• _Extract provided_:
--- begin ---
United Skates of America
- Founded: 1971
- Number of locations: 12 (2024)
- Key people: Jim Dvorak (chairman); Karen Palermo (CEO and president);

= United Skates of America =

American roller skating rink chain

United Skates of America, Inc. is a national roller skating rink chain founded in 1971. As of 2024, it is headquartered in Columbus, Ohio. It operates 12 family entertainment centers in Arizona, California, Florida, Illinois, Indiana, Michigan, North Carolina, New Jersey, New York, Ohio, and Rhode Island.

As of 2023, its president is Karen Palermo and its chairman is Jim Dvorak.

== History ==
In 1971, a 31-year-old Norman L. Traeger founded United Skates of America Inc., described by USSEC as "a chain of family fun centers". Traeger served as president until at least 1983, when the NY Appellate Division ruled in favor of United Skates to purchase 71-17 Roosevelt Avenue, Queens (formerly Indoor Skateboard Center, Inc.).
--- end ---
• _Stated goal A_:
Copy out the rows that follow, word for word and unchanged.

• _Input material_:
--- begin ---
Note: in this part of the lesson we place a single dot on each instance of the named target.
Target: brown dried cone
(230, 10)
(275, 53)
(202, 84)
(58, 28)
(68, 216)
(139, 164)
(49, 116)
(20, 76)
--- end ---
• _Stated goal B_:
According to the article on United Skates of America, in what city was the company headquartered as of 2024?

• _Final answer A_:
Note: in this part of the lesson we place a single dot on each instance of the named target.
Target: brown dried cone
(230, 10)
(275, 53)
(202, 84)
(58, 28)
(68, 216)
(139, 164)
(49, 116)
(20, 76)

• _Final answer B_:
Columbus, Ohio.